Work request.
Produce a verbatim copy of the following records, leaving out all pictures.

Collected data
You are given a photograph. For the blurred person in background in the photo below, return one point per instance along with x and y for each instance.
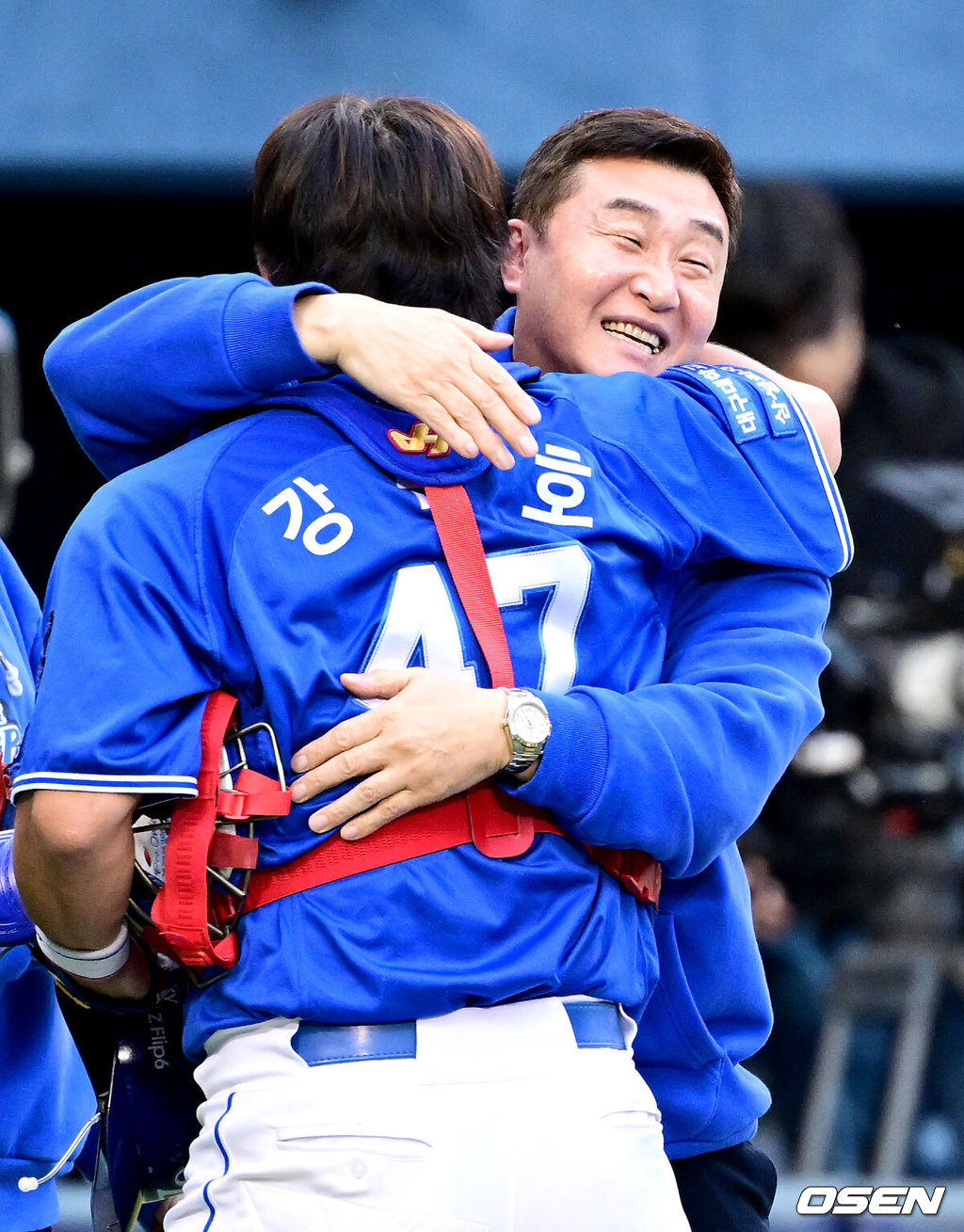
(794, 298)
(44, 1095)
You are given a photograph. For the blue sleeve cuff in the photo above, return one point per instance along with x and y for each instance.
(260, 339)
(572, 772)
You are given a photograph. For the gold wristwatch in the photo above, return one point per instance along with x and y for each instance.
(528, 725)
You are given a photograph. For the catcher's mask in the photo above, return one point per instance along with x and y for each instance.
(194, 865)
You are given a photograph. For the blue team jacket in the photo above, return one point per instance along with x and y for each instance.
(44, 1093)
(138, 376)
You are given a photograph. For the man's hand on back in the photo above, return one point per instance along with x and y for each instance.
(431, 738)
(428, 362)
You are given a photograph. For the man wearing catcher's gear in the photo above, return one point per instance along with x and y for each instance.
(248, 561)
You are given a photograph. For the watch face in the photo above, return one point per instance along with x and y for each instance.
(530, 724)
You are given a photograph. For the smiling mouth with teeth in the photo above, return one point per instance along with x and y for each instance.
(635, 334)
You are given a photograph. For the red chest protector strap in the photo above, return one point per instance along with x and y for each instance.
(496, 824)
(198, 925)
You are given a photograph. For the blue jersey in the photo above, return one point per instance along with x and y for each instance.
(43, 1088)
(279, 551)
(736, 693)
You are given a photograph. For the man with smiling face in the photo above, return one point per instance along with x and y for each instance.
(617, 258)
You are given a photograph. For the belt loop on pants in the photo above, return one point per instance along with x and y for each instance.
(596, 1024)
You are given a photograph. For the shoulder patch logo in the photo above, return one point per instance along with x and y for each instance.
(776, 403)
(746, 422)
(419, 439)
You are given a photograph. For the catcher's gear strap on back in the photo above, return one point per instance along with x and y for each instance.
(183, 913)
(498, 826)
(493, 822)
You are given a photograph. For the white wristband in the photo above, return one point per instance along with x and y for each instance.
(88, 964)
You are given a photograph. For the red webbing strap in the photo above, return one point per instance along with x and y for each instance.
(455, 521)
(496, 832)
(426, 830)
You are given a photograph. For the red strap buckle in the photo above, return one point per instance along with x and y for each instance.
(497, 829)
(636, 872)
(198, 907)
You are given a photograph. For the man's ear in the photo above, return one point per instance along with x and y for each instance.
(513, 264)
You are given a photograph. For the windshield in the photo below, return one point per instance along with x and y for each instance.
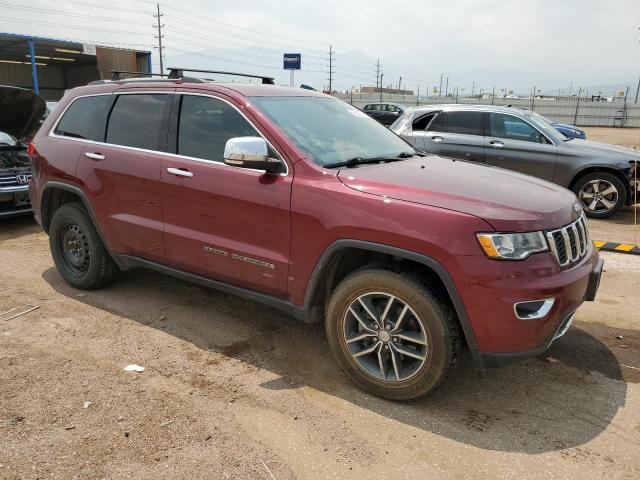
(329, 130)
(6, 139)
(545, 125)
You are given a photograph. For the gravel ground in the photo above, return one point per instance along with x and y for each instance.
(234, 390)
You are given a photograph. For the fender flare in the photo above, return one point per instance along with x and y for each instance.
(420, 258)
(83, 197)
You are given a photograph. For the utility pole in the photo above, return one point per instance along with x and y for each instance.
(331, 52)
(159, 37)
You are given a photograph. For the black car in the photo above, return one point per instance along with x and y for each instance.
(21, 111)
(385, 113)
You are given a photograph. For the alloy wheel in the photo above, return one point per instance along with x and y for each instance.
(385, 337)
(74, 247)
(598, 196)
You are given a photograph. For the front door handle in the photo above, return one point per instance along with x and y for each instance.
(94, 156)
(180, 172)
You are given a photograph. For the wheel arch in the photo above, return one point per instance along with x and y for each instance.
(343, 256)
(605, 169)
(55, 194)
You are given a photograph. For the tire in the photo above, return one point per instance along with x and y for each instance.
(427, 318)
(79, 254)
(591, 191)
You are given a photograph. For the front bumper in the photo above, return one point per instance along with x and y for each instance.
(492, 289)
(14, 202)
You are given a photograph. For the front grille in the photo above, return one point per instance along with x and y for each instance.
(14, 180)
(570, 243)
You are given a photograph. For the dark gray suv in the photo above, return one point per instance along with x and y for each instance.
(601, 175)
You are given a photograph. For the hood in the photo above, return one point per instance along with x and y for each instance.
(507, 200)
(612, 152)
(21, 110)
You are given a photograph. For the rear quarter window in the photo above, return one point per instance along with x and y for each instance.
(85, 118)
(136, 120)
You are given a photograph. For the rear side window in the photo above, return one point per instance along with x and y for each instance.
(205, 126)
(423, 122)
(136, 120)
(439, 124)
(467, 123)
(85, 118)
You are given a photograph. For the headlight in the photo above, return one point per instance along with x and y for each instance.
(512, 246)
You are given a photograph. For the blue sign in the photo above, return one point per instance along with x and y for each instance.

Solution to this problem.
You are given a photograph. For the blurred person in background in the photo below, return one point per instance along with x and y for each instance.
(794, 298)
(44, 1095)
You are given a photograph. For the blue sleeve cuff in the photo above, return one point per instance along with x and y for each instance.
(260, 339)
(572, 772)
You are given a photograph. For the gold wristwatch in the photo above, return one point per instance along with x and y for each instance.
(528, 725)
You are given a photograph. For the catcher's mask in the photo above, return one point per instance along with x and y for each instance.
(194, 865)
You are given a photograph. For the blue team jacket in the photo above, return one point per instance along with x and y for each instance.
(44, 1093)
(138, 376)
You are given a photograph. For the man's hand on back in the photo above, return one point per instance along with x and y for each instance.
(431, 738)
(428, 362)
You are given a photograph. For the man wearing catcher's gear in the photo above, return one point per instance along with x and y for each instance.
(248, 561)
You are given a photograph. For the watch face in the photo above, return one point per instance along with x and y for each instance.
(530, 724)
You are given a photograph. For the smiling mouth with teeth in the photo above, return one point per instance along with x and y for each instance.
(635, 334)
You are given a photograph. For the red chest protector strap in the photo above, return one point per instance along with x and y for each instance.
(496, 824)
(198, 925)
You are given a photograph. For the blue jersey in the photo above, return one point per instance along with x and y for each instance.
(43, 1088)
(279, 551)
(736, 693)
You are given a photograph. For the man with smiling face in the photo above, return one point per instance along with x and y for each instance.
(617, 258)
You are given a photograph. For the belt loop on pants in the photo above, return one point per instance along with x and y for each instance.
(596, 1024)
You are given a photograph. For the shoulder patch logo in the photo above, return one point per instance along with x and y for each instance.
(776, 403)
(746, 422)
(419, 439)
You are given a photograph. For the catcher's gear strap on back in the photo above, return one point per instance along with x and y for each instance.
(183, 913)
(498, 826)
(493, 822)
You are given a photograph. For the white wristband in the photo above, return one point per instance along with x and y for each instance.
(88, 964)
You are given a photograph. For the red webbing strap in the photo above, return one point per instance along with x and y for each instance.
(455, 521)
(496, 832)
(426, 830)
You are given a photograph. For the red strap buckle in the photo above, return one point per instance along with x and y for each instance.
(497, 829)
(636, 872)
(198, 907)
You are given a photograph. For the man's ear in the photo above, return one point per instance along with x and y for each instance.
(513, 264)
You are given a photograph. For the windshield in the photo below, return one point per instance along with x and y for each instance.
(329, 130)
(6, 139)
(545, 125)
You are given a photograph. For the gravel ground in the photo above, return one point per instance along with x and y for each instance.
(234, 390)
You are given a photograph. For the fender flare in the photo above, return one point per instance along with x and y for each instance.
(420, 258)
(83, 197)
You are given a photograph. For the utility pole in the photo above, return one point per instance along with x and y for each instance.
(331, 52)
(159, 37)
You are given a photograph. For the black car in the photo above, return one point per instance along with x and y for each instance.
(21, 111)
(385, 113)
You are given a photograph. For the alloy wheel in the photo above, return one point per instance along with x and y for each instance.
(385, 337)
(74, 247)
(598, 196)
You are given a photograph. For the front door handle in the photo above, return one point per instance along with x and y for each instance.
(94, 156)
(180, 172)
You are given a photograph. For the wheel arch in the photo above, return one point per instance along with x and y for each instance.
(343, 256)
(605, 169)
(55, 194)
You are given a photograph. For the tire in the photo above, return one point per instance along with x and y for each instance.
(427, 318)
(79, 254)
(591, 191)
You are given a photograph. For the front bumper in the photo above, return one point per instance along with x and y for each instance.
(492, 289)
(14, 202)
You are given a photograph. For the front grille in the photo above, return one point per instance along with x and y for each instance.
(14, 180)
(570, 243)
You are given a photograph. For the dark gray suv in the photo above, return one point per instance along with x and y for each instance.
(601, 175)
You are given a photograph. For the hood in the photo above, return one point per instance along with x and y for each instance.
(507, 200)
(612, 152)
(21, 110)
You are given a photograph. For the rear quarter window in the photo above, return one point per instance along with x and y for each instance.
(85, 118)
(136, 120)
You are given a photograph. For the rear side window in the photo above, return one point per instance along with x and y for each instance.
(205, 126)
(423, 122)
(136, 120)
(439, 124)
(467, 123)
(85, 118)
You are given a photograph. For the headlight in the photo above, return one point per instance along with x and y for each instance.
(512, 246)
You are given a photograph. For the blue sign in the photo above, return one point per instance along with x and y for each instance.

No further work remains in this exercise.